Bloc de texte:
+ + + + + + +

La Chronique Agora

Interdiction d’augmenter les prix

inflation, Biélorussie, Fed

Règles d’antan, stupidités fatales et folie des « économies de commandement » …

Récemment, un article amusant est passé dans le fil d’actualité de Reuters :

« Le président biélorusse Alexandre Loukachenko a déclaré qu’il imposait une interdiction de la hausse des prix à la consommation en réponse à une inflation ‘exorbitante’ touchant l’ensemble de l’économie, selon les propos des médias de l’Etat.

‘À partir d’aujourd’hui, toute augmentation de prix est interdite. Interdite !’ Tels furent les mots prononcés par Loukachenko lors d’une réunion des ministres du gouvernement et repris par l’agence de presse d’Etat Belta.

‘Cela commence aujourd’hui – pas demain, mais aujourd’hui, afin que les prix ne puissent pas être revus à la hausse au cours de la journée’, a déclaré Loukachenko. »

« Eh bien, voilà le problème résolu ! », ont plaisanté deux de nos collègues.

« Comment ces personnes peuvent-elles être aussi stupides » est une question que nous nous posons fréquemment, à La Chronique Agora. Nous cherchons à mesurer la profondeur de la bêtise avec un fil à plomb… mais notre ficelle ne semble jamais assez longue pour atteindre le fonds de cette caverne.

Tout le monde sait que le gel des prix est inutile. Toujours et partout, cela se traduit par des pénuries… et finalement des prix plus élevés. Mais, après tout, c’est une Nouvelle ère, non ?

Règles d’antan

Dans les années 1990, nous avons été invités en Biélorussie pour conseiller le gouvernement, après l’effondrement de l’Union soviétique. Nous nous sommes assis autour d’une immense table de réunion avec d’immenses Biélorusses, que nous avons pris pour les dirigeants du nouveau pays. Après quelques verres de vodka, il était cependant évident pour les deux côtés de la table que nous n’avions rien à faire là. De notre côté, nous n’avions rien à leur dire. Du leur, ils n’auraient pas été en mesure de suivre nos conseils, même si ceux-ci avaient été bons.

+ + + + + + +

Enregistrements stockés

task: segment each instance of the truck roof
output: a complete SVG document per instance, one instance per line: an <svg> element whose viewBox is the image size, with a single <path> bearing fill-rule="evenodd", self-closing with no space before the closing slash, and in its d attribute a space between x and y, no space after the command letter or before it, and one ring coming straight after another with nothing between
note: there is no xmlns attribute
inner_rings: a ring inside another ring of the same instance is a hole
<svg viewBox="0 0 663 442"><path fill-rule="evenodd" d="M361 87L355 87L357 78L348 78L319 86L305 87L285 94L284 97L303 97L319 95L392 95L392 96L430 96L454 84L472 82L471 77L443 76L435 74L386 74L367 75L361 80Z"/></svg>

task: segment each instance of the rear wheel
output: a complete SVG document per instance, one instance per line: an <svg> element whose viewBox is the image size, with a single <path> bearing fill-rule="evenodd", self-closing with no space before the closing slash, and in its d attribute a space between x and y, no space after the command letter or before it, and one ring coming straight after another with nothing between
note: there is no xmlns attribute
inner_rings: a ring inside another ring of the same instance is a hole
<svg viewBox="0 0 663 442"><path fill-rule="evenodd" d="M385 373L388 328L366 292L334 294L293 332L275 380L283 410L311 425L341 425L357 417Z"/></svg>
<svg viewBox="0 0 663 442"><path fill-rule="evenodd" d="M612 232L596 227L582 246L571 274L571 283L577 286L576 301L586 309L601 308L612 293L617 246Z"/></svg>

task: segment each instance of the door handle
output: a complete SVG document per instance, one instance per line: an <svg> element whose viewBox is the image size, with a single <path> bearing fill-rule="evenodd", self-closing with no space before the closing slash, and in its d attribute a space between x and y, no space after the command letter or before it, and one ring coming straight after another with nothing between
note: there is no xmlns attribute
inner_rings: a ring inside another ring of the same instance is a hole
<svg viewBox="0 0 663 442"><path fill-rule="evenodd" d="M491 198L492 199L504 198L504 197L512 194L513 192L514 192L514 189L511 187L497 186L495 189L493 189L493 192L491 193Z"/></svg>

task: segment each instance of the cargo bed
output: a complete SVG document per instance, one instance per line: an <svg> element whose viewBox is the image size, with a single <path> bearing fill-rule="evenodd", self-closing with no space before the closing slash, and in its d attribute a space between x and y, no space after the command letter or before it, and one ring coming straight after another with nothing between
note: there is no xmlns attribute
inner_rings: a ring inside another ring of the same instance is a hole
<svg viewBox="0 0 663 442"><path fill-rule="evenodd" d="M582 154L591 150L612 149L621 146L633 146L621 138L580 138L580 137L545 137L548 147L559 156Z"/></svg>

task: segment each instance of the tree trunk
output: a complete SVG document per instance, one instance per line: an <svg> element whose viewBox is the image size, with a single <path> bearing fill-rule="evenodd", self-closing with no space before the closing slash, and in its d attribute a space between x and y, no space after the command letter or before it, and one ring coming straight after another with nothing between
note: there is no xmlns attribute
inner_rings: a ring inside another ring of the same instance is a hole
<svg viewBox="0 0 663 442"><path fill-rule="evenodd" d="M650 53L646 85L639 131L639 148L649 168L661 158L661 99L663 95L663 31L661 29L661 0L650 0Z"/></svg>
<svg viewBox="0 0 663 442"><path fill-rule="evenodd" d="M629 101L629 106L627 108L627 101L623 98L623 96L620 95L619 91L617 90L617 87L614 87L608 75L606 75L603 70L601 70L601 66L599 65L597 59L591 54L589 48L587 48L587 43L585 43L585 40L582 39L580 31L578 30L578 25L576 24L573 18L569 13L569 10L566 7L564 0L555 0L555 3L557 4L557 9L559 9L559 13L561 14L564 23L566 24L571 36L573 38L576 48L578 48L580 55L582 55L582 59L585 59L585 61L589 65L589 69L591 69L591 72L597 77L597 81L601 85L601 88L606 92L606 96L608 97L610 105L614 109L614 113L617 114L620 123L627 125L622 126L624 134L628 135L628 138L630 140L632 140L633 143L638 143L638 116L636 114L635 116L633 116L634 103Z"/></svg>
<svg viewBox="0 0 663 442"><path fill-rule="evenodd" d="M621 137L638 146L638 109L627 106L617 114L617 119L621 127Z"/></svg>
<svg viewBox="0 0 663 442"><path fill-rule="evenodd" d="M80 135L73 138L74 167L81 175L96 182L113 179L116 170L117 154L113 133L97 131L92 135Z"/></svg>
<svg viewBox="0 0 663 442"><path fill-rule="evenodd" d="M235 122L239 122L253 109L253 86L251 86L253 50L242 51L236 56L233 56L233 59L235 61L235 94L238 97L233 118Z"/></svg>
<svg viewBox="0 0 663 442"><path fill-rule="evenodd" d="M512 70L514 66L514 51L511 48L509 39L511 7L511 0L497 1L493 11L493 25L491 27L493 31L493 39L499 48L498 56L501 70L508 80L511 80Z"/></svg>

+ + + + + + +

Travail demandé: Reproduisez fidèlement tout le passage du texte sur l'interdiction des hausses de prix en Biélorussie qui va de « inflation, Biélorussie, Fed » jusqu'à « de nos collègues. ».

Réponse à l'exercice:
inflation, Biélorussie, Fed

Règles d’antan, stupidités fatales et folie des « économies de commandement » …

Récemment, un article amusant est passé dans le fil d’actualité de Reuters :

« Le président biélorusse Alexandre Loukachenko a déclaré qu’il imposait une interdiction de la hausse des prix à la consommation en réponse à une inflation ‘exorbitante’ touchant l’ensemble de l’économie, selon les propos des médias de l’Etat.

‘À partir d’aujourd’hui, toute augmentation de prix est interdite. Interdite !’ Tels furent les mots prononcés par Loukachenko lors d’une réunion des ministres du gouvernement et repris par l’agence de presse d’Etat Belta.

‘Cela commence aujourd’hui – pas demain, mais aujourd’hui, afin que les prix ne puissent pas être revus à la hausse au cours de la journée’, a déclaré Loukachenko. »

« Eh bien, voilà le problème résolu ! », ont plaisanté deux de nos collègues.